Thursday, November 8, 2018
The Case of the 9th Grade, Special Education Student and the Right to Evidence of Innocence Before Pleading Guilty
On November 27, 2005, George Alvarez, a ninth grade, special education student, was arrested by the Brownsville Police Department and taken to a detention center on suspicion of public intoxication and burglary of a motor vehicle. Alvarez tried to use the telephone located in his holding cell to call his family; when the phone didn't work, "Alvarez banged the headset against the phone and yelled for the jailers to fix the phone." Because Alvarez was being somewhat disruptive, officers removed Alvarez from his cell to the center's booking area, whereupon Alvarez engaged in a conversation with Officers Jesus Martin Arias, Guadalupe Rios Salinas, and Nelson W. Mendoza. According to all three officers, Alvarez then attacked Officer Arias.
Alvarez was thereafter charged with assaulting a public servant, a third degree felony in Texas with a sentencing range between 2-10 years. "Despite believing that he did not assault Arias, Alvarez also believed 'I had no [way to win the case]. It's my word against their word, and they're always going to believe them because they're like the law.'" Alvarez thus pleaded guilty to to the assault. Four years into Alvarez's eight year sentence,*
video footage came to light that prosecutors had never gathered from police officers, and thus never shown to the grand jury. The footage showed no such attack. Instead, the guard could be seen placing Alvarez in a choke hold and eventually a head lock while the young man flailed beneath him. His hands and arms were pinned down, nowhere near the guard’s throat. The Texas Court of Criminal Appeals found Alvarez to be “actually innocent” of the charges.
Specifically, here's the video:
Alvarez, who could not read or write well prior to his incarceration, "couldn't even read his own innocence ruling when he received it in prison."
Alvarez later brought a civil action against the City of Brownsville, claiming a violation of his due process rights under Brady v. Maryland, which held that the State has an affirmative obligation to disclose material exculpatory evidence to defendants.
On September 18th, the United States Court of Appeals for the Fifth Circuit issued an en banc (the entire bench) opinion denying Alvarez relief. Why? According to the Fifth Circuit, "case law from the Supreme Court, this circuit, and other circuits does not affirmatively establish that a constitutional violation occurs when Brady material is not shared during the plea bargaining process."
The Fifth Circuit isn't alone in reaching this conclusion. For example, in Robertson v. Lucas, several Ohio defendants pleaded guilty to drug crimes in connection with Operation Turnaround, “a highly corrupt government investigation in which an informant, inter alia, maliciously falsely identified innocent people as participants in drug sales and stole controlled ‘buy money’ from DEA agents." After the corrupt nature of Operation Turnaround was revealed, the prosecutor successfully moved for the dismissal of the defendants’ convictions. The defendants then brought Section 1983 actions, claiming that the failure of various state officials to disclose material exculpatory evidence connected to Operation Turnaround before they pleaded guilty violated the Brady doctrine. The Sixth Circuit, however, found that these officials had qualified immunity because they “were under no clearly established obligation to disclose exculpatory Brady material to the prosecutors in time to be put to effective use in plea bargaining.”

*Record extracts*:
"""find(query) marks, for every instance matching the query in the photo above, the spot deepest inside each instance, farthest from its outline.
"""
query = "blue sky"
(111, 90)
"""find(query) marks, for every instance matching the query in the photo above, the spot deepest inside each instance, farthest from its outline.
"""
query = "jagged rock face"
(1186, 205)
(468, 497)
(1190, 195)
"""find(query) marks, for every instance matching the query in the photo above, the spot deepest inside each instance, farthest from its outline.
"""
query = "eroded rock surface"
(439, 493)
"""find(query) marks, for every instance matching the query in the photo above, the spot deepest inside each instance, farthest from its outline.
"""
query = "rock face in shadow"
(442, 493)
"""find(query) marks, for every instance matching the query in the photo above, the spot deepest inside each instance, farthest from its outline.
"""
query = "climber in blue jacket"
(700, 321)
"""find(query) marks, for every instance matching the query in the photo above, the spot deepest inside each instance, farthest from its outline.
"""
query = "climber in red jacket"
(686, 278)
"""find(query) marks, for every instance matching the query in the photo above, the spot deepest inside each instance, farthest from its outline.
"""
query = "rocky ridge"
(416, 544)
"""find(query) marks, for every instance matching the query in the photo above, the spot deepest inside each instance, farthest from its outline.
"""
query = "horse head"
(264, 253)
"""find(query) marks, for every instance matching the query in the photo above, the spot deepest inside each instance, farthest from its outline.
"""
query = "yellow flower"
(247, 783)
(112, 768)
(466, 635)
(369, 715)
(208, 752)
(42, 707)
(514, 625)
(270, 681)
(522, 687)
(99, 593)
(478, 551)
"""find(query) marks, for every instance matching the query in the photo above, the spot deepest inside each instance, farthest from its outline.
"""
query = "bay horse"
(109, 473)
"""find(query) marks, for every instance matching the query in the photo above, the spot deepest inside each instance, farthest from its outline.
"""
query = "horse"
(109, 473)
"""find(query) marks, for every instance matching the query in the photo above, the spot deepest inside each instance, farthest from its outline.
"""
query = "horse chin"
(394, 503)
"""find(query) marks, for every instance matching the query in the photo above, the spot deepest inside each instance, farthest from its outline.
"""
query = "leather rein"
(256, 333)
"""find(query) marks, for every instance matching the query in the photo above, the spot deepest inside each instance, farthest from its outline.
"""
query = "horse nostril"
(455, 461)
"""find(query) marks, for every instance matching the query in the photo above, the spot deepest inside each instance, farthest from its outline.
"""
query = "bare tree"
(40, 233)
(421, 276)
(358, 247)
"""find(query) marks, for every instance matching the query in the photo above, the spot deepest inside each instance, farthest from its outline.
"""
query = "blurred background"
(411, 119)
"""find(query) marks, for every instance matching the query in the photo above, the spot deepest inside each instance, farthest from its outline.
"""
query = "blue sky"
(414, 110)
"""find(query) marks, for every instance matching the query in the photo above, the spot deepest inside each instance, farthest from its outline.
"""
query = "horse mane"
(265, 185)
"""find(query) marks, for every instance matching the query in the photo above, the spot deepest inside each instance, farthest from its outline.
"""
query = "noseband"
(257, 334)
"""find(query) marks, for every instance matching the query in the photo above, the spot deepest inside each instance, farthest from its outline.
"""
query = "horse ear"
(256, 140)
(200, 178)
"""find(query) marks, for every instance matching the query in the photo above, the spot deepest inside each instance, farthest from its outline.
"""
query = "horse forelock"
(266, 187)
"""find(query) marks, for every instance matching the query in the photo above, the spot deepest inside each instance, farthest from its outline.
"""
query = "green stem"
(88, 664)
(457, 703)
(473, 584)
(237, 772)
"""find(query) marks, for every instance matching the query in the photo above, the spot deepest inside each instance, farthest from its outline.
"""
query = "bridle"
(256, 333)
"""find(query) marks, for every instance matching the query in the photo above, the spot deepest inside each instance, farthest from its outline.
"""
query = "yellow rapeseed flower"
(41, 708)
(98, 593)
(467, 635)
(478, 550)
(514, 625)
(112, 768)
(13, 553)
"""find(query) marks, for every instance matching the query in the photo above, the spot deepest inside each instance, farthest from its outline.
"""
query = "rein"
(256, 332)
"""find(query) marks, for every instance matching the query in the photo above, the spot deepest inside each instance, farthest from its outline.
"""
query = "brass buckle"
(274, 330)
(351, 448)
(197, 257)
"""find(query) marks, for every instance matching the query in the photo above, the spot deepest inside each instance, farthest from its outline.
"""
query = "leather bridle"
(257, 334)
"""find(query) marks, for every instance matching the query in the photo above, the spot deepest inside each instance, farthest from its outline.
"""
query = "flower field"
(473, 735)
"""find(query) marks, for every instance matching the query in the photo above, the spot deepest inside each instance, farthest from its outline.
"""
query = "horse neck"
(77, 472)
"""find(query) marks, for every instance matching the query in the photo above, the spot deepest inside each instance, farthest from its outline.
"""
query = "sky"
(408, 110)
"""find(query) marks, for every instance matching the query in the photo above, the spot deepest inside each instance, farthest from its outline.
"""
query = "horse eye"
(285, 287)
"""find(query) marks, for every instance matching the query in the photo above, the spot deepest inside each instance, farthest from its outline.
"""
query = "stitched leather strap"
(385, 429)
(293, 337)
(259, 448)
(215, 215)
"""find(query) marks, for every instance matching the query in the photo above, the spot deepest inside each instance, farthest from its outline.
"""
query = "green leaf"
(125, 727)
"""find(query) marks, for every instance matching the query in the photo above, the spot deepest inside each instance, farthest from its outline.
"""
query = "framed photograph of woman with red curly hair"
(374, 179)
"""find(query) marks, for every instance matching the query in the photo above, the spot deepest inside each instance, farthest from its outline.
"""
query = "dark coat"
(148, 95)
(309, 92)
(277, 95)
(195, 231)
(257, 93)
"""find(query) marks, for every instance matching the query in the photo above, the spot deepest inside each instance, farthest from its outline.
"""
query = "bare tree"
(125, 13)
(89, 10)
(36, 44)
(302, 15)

*Directions*:
1. From the post about George Alvarez's case, quote the part that opens with the words containing "Alvarez was thereafter" and closes with "of the charges.".
2. In the post about George Alvarez's case, which court found Alvarez "actually innocent" of the charges?
3. Carry on the post about George Alvarez's case from its last sentence.

*Solved problems*:
1.
Alvarez was thereafter charged with assaulting a public servant, a third degree felony in Texas with a sentencing range between 2-10 years. "Despite believing that he did not assault Arias, Alvarez also believed 'I had no [way to win the case]. It's my word against their word, and they're always going to believe them because they're like the law.'" Alvarez thus pleaded guilty to to the assault. Four years into Alvarez's eight year sentence,*
video footage came to light that prosecutors had never gathered from police officers, and thus never shown to the grand jury. The footage showed no such attack. Instead, the guard could be seen placing Alvarez in a choke hold and eventually a head lock while the young man flailed beneath him. His hands and arms were pinned down, nowhere near the guard’s throat. The Texas Court of Criminal Appeals found Alvarez to be “actually innocent” of the charges.

2. The Texas Court of Criminal Appeals.

3.
After reading these opinions, I was skeptical of the claim that the State has no clearly established obligation to disclose evidence of innocence before a defendant pleads guilty. And so, I went back to the Brady opinion itself. And that look back has led to two things: First, my new article, "The Right to Evidence of Innocence Before Pleading Guilty" (feedback appreciated); and (2) an amici curiae brief that I will be submitting the the Supreme Court in support of Alvarez's cert petition.
So, what did I find? The Brady opinion notes that it is an extension of six cases dealing with the Due Process Clause: (1) Mooney v. Holohan; (2) Pyle v. Kansas; (3) Durley v. Mayo (dissent); (4) Alcorta v. Texas; (5) Napue v. Illinois; and (6) Wilde v. Wyoming.
What's immediately striking is that four of these cases -- Mooney, Durley, Alcorta, and Napue -- had nothing to do with the suppression of exculpatory evidence and dealt solely with the alleged subornation of perjury.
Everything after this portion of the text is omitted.